▶ [Required actions]:
[1] Can you echo the governance passage word for word, beginning at the words "For whatever reason, growing" and stopping after "deliberate governancechange process."?
[2] In the passage on congregational governance, which labels do leaders use to excuse or justify tedious decision-making methods?
[3] Answer these about the passage on congregational governance:
(a) In what year did Alban publish the book Governance and Ministry: Rethinking Board Leadership?
(b) According to the authors quoted near the end, what do people resist, if not change itself?
(c) What do lay leaders burn out like?

▶ [Source passage]:
• • •
An anthropologist from Pluto might be forgiven for misclassifying board and committee meetings among the sacred rites of Earth religion.  Meetings, with their arid liturgy of motions, seconds, minutes, and reports, give comfort and security to some, while driving others nuts—particularly those who like results better than extended conversations about pros and cons of possible approaches to activities that may or may not one day issue in results.   

It is not actually meetings that drive people nuts—most leaders expect, even enjoy productive meetings—it is the perpetual unclarity in many congregations about who makes what decision. Lay leaders burn out like old brake pads from the start-and-stop decision-making tempo. People who, at work, carry assigned projects from start to finish find it hard to understand why relatively small decisions require long discussion, often at not one but several meeting tables.  

Leaders burn out and disappear, but do not necessarily complain. Goodhearted folk, leaders excuse or even justify tedious decision-making methods, calling them “congregational” or “presbyterian,” “Jewish” or “episcopal.” In many congregations, it is more comfortable to raise doubts about religious doctrine than to question the committee system. 

Questioning the Unquestionable   

This is gradually changing. For a variety of reasons, leaders in congregations of all kinds have begun to question the unquestionable. Sometimes the departure of too many governing board members triggers the rethinking. Sometimes a strategic planning process launches an imaginative plan that quickly founders in the sandy shoals of governance. Sometimes an exceptionally vital, growing congregation notices that its most innovative programs have emerged only when someone, in despair of working though the formal structure, worked around it.  

For whatever reason, growing numbers of churches and synagogues are considering alternatives to their traditional ways of governing themselves. Since 2009, when Alban published my book Governance and Ministry: Rethinking Board Leadership, I have enjoyed consulting, coaching, and cheerleading congregations using it to engage in a deliberate governancechange process. 

It is not easy work. Institutions naturally resist change—not because the people in them are especially conservative, but because conserving is what institutions do. They codify and repeat patterns of behavior—building trust by repetition, growing in proficiency by practice, building a clear “brand” through consistent and predictable performance.  

All institutions resist change; communities of faith resist it for a special reason: almost anything they do regularly quickly becomes part of somebody’s religion. The oddest things turn sacred—furniture and flower arrangements, calendars of fundraising events, organization charts. People cling to such symbolic objects, not because they love them, but because they love the congregation and the good they have experienced from its influence, and worry that if surface symbols change too much, they might lose the reality beneath.  

Ron Heifetz and Martin Linksy write, “People do not resist change, per se. People resist loss.”1Resisting change can be a good thing when it helps people to hang on to what is truly precious. A congregation with no change-resistance worships on a different day and in a different place each week. That makes it difficult to find it or know whether to support it; in constant motion, it stands nowhere.
• • •
▶ [Extracted records]:
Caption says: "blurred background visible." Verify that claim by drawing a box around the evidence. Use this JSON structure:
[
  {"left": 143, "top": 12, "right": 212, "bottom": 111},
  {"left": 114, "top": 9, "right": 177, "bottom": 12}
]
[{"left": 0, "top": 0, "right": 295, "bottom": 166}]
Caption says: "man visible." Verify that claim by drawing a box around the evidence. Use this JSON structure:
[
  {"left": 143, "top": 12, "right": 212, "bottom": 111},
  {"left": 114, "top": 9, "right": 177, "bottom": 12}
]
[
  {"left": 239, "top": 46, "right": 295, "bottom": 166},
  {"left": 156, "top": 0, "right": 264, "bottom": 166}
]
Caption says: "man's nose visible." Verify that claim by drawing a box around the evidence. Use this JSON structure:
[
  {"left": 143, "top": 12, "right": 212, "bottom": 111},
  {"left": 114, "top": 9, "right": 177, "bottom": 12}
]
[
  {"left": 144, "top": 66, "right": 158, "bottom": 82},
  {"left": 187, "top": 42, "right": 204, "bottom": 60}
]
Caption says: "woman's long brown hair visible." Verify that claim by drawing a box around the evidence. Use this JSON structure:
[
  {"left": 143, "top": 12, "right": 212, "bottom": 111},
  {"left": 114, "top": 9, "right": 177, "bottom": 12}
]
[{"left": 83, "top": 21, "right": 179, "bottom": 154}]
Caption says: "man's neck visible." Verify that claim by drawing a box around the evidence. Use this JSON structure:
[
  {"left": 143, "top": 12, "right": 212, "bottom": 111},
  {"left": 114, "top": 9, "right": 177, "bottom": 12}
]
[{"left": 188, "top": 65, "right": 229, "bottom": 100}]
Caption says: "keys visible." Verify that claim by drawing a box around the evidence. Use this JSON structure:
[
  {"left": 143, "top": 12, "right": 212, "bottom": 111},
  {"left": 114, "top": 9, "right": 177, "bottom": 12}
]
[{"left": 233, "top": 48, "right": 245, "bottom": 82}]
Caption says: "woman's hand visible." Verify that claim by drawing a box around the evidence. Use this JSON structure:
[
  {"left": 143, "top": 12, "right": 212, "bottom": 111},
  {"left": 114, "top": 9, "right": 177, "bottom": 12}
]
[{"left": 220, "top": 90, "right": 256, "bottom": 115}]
• • •
▶ [Solution set]:
[1]
For whatever reason, growing numbers of churches and synagogues are considering alternatives to their traditional ways of governing themselves. Since 2009, when Alban published my book Governance and Ministry: Rethinking Board Leadership, I have enjoyed consulting, coaching, and cheerleading congregations using it to engage in a deliberate governancechange process.

[2] "congregational," "presbyterian," "Jewish," "episcopal"

[3]
(a) 2009
(b) Loss
(c) Old brake pads